* START INPUT RECORDS *

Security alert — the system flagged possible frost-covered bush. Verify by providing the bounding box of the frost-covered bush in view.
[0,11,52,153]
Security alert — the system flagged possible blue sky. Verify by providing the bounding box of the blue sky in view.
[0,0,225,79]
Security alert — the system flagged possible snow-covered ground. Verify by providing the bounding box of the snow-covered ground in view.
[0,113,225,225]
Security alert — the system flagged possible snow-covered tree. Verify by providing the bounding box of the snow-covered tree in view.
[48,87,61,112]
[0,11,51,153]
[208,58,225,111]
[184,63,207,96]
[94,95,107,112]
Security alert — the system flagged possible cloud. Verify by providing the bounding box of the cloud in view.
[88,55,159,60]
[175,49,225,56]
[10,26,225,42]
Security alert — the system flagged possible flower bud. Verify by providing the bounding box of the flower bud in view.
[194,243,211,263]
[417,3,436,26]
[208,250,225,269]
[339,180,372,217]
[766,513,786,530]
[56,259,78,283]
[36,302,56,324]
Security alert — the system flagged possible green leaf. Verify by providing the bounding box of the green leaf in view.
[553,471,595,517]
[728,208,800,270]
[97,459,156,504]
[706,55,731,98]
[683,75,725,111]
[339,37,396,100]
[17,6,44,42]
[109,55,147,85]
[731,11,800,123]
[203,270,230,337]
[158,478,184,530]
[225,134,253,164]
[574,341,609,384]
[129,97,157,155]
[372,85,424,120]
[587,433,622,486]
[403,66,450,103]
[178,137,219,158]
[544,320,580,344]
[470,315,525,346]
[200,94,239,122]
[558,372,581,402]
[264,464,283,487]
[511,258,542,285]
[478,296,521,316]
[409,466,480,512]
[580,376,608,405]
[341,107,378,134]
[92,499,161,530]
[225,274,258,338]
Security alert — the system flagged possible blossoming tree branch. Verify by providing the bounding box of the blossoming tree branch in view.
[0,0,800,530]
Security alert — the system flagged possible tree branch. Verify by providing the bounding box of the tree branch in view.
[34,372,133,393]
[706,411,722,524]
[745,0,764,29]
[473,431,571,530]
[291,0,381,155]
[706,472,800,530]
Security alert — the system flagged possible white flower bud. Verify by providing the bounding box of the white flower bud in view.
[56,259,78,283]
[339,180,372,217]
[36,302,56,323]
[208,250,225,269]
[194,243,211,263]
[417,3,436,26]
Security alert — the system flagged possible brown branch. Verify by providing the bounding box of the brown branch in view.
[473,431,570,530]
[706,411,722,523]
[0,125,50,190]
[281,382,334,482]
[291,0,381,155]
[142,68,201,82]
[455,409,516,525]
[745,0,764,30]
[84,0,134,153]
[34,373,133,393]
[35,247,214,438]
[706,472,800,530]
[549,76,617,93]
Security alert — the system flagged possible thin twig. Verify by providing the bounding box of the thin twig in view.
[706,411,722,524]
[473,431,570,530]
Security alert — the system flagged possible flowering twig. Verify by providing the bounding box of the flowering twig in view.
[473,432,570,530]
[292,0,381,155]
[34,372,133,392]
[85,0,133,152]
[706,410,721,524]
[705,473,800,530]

* END INPUT RECORDS *

## YOUR OBJECTIVE
Can you update all of the items above so that every "flagged" reads "detected" instead, with nothing else changed?

## TASK RESULT
Security alert — the system detected possible frost-covered bush. Verify by providing the bounding box of the frost-covered bush in view.
[0,11,52,153]
Security alert — the system detected possible blue sky. Verify by providing the bounding box of the blue sky in view.
[0,0,225,79]
Security alert — the system detected possible snow-covered ground. Verify by providing the bounding box of the snow-covered ground in view.
[0,113,225,225]
Security alert — the system detected possible snow-covered tree. Verify by providing the bounding box of the snow-covered tree in view.
[48,87,61,112]
[0,11,51,153]
[208,58,225,111]
[184,63,207,96]
[94,95,107,112]
Security alert — the system detected possible cloud. Verify by providing the bounding box of the cloud in view.
[88,55,159,60]
[175,49,225,56]
[10,26,225,42]
Security alert — the system detected possible flower bud. Verify by providing the bounding box of the flower bud in view.
[194,243,211,263]
[417,3,436,26]
[208,250,225,269]
[339,180,372,217]
[766,513,786,530]
[56,259,78,283]
[36,302,56,324]
Security alert — the system detected possible green leaf. Verify by providing the bounding box of the green leaf in view.
[553,471,595,517]
[728,208,800,270]
[97,459,156,504]
[706,55,731,98]
[683,75,725,111]
[339,37,396,100]
[17,6,44,42]
[109,55,147,85]
[731,11,800,123]
[203,270,230,337]
[158,478,184,530]
[225,134,253,164]
[574,341,609,384]
[129,97,157,155]
[372,85,424,120]
[587,433,622,486]
[403,66,450,103]
[178,137,219,158]
[544,320,580,344]
[470,315,525,346]
[200,94,239,122]
[558,372,581,402]
[264,464,283,487]
[511,258,542,285]
[478,296,521,316]
[409,466,480,512]
[580,376,608,405]
[341,107,378,134]
[92,499,161,530]
[225,274,258,338]
Security alert — the system detected possible blossoming tree branch. Verify by providing the bounding box of the blossoming tree branch in view.
[0,0,800,530]
Security alert — the system detected possible tree branch. Verify by providing the bounding box of the tree branch in view.
[34,372,133,393]
[706,411,722,524]
[745,0,764,29]
[473,431,571,530]
[291,0,381,155]
[706,472,800,530]
Security alert — the system detected possible white flower bud. Verify by providing the bounding box of the white flower bud in view.
[56,259,78,283]
[339,180,372,217]
[36,302,56,323]
[208,250,225,269]
[194,243,211,263]
[417,3,436,26]
Security alert — the system detected possible brown branch. Verify by providing the bounding box of the brown branch in view.
[473,431,570,530]
[706,411,722,523]
[0,125,50,190]
[281,382,334,482]
[291,0,381,155]
[142,68,201,82]
[455,409,516,525]
[745,0,764,30]
[84,0,134,153]
[34,373,133,393]
[35,247,214,438]
[706,472,800,530]
[549,76,617,93]
Security alert — the system detected possible thin twig. Verify by providing the bounding box of the thin twig in view.
[706,411,722,524]
[473,431,570,530]
Security alert — the system detected possible flowering twig. Verify by providing the bounding box of the flowering twig in view.
[473,432,570,530]
[292,0,381,155]
[34,372,133,392]
[85,0,133,152]
[706,410,721,524]
[705,473,800,530]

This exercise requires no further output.